Text block
════════════════════

Resurrection easter

May Christ Easter in You

The Jesuit poet, Gerald Manley Hopkins in his poem, “The Wreck of Deutschland”, describes EASTER as a verb. The poem refers to a tragic event, a shipwreck in 1875 in which five Franciscan nuns on their way from Germany to New York were drowned with others in the freezing waters off the coast. Hopkins in the poem uses the noun Easter both as an action word, something that happens, and a state of being, Easter as happening to us and something that is “in us”.

Of course, Easter is about Jesus Christ rising from the dead. Easter proclaims His victory, the victory of God over death and sin. Easter celebrates the Lord bursting out of the tomb three days after having died on the cross and after having been buried in the tomb.

The intriguing words of the poem, “let Him easter in you”, captures another aspect which is that we share in its mystery and victory. We are not spectators at the death and resurrection of Christ. Easter is not for Christ alone but also for us. Easter is shared with us. To have Him “easter in us”, is to be free of sin and its terrible consequences. It is to live for God.

════════════════════

Stored data
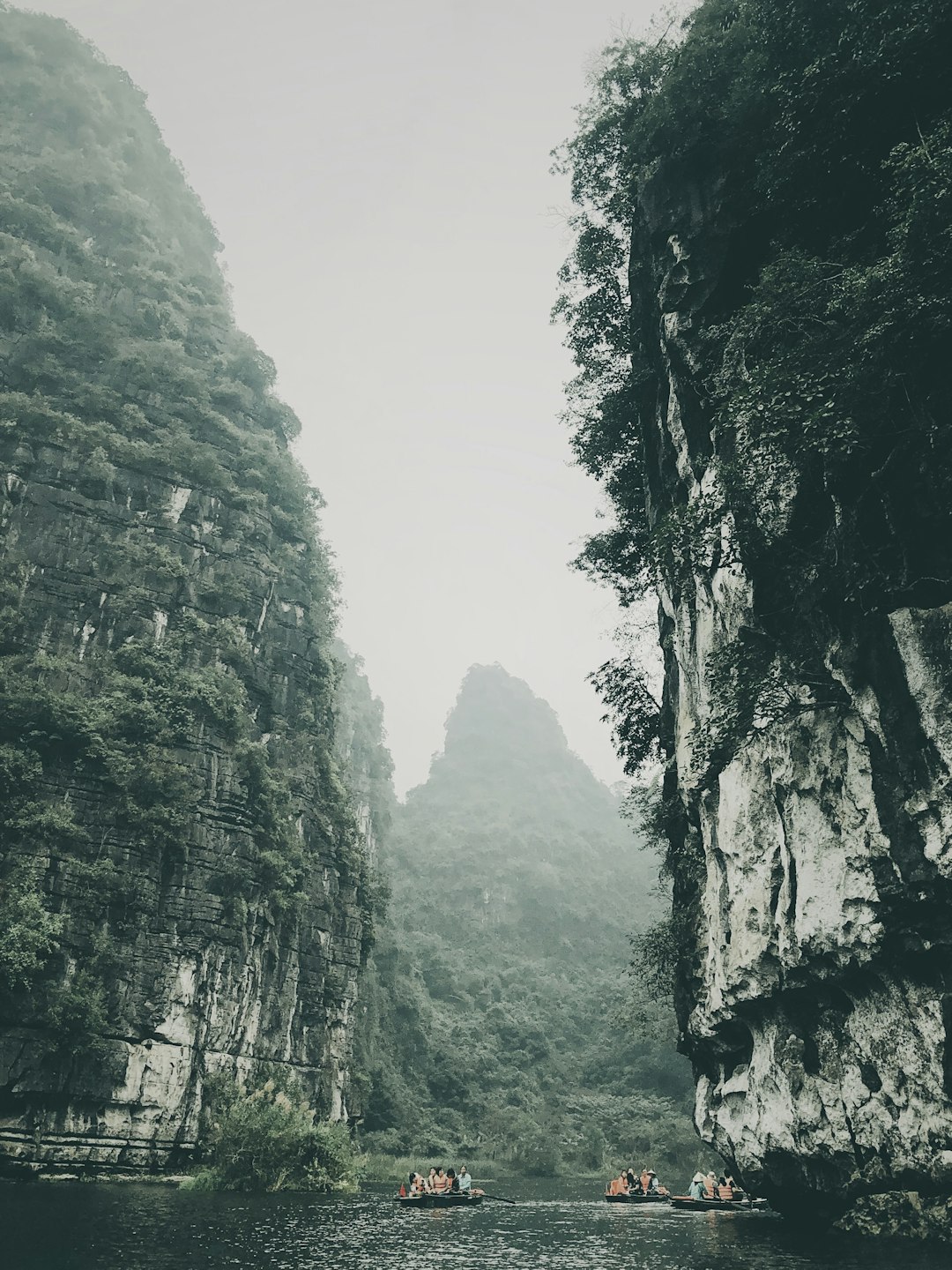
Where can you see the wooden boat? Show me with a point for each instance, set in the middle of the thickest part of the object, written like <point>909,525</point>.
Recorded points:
<point>452,1199</point>
<point>639,1198</point>
<point>726,1206</point>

════════════════════

Task requirements
**1)** Answer these questions from the Easter reflection:
(a) In what year did the shipwreck the poem refers to happen?
(b) How many days after dying on the cross did the Lord burst out of the tomb?
(c) What does the reflection say it is to have Him "easter in us"?
**2)** Quote the Easter reflection word for word, beginning at the words "May Christ Easter" and stopping after "in the tomb.".
**3)** Continue the Easter reflection from the point where it stops.
The data above has no connection to the Easter reflection.

Answers to the tasks
**1)**
(a) 1875
(b) Three days
(c) To be free of sin and its terrible consequences, and to live for God.

**2)**
May Christ Easter in You

The Jesuit poet, Gerald Manley Hopkins in his poem, “The Wreck of Deutschland”, describes EASTER as a verb. The poem refers to a tragic event, a shipwreck in 1875 in which five Franciscan nuns on their way from Germany to New York were drowned with others in the freezing waters off the coast. Hopkins in the poem uses the noun Easter both as an action word, something that happens, and a state of being, Easter as happening to us and something that is “in us”.

Of course, Easter is about Jesus Christ rising from the dead. Easter proclaims His victory, the victory of God over death and sin. Easter celebrates the Lord bursting out of the tomb three days after having died on the cross and after having been buried in the tomb.

**3)**
St. Paul in his letter to the Romans puts it this way: “Just as Christ was raised from the dead by the glory of the Father, so too we might walk in the newness of life”. (Romans 6:4). St. Paul is talking about baptism as union with the death and resurrection of Christ. In the water of baptism we are joined to the Easter action of God, dying to sin and rising out of the water to life in Christ.

Easter is God’s activity in us through the Holy Spirit. By it we participate in the power and victory of God over death and life. That power offers us new life and a way out of darkness of self and the darkness outside of self. Let the Easter action of God touch your life and show its power in you.

Easter is a verb as the poet describes it well. It is a state of being for us who are in Christ. If affects how we understand ourselves and what happens to us and even to the world. For example, sickness, troubles, the loss of loved ones, unemployment and mess of the world are not death dealing for those who are in Christ.

Pope Francis in his Easter Sunday homily challenges of “eastering” for Christians in these words:

“That is what we are called to do: to experience the risen Christ and to share the experience with others; to roll away the stone from the tomb where we may have enclosed the Lord, in order to spread his joy in the world. Let us make Jesus, the Living One, rise again from all those tombs in which we have sealed Him. Let us set Him free from the narrow cells in which we have so often imprisoned him. Let us awaken from our peaceful slumber and let Him disturb and inconvenience us. Let us bring Him into our everyday lives: through gestures of peace in these days marked by the horrors of war, through acts of reconciliation amid broken relationships, acts of compassion towards those in need, acts of justice amid situations of inequality and of truth in the midst of lies. And above all, through works of love and fraternity.”

May the Lord, the Risen Christ, easter in you!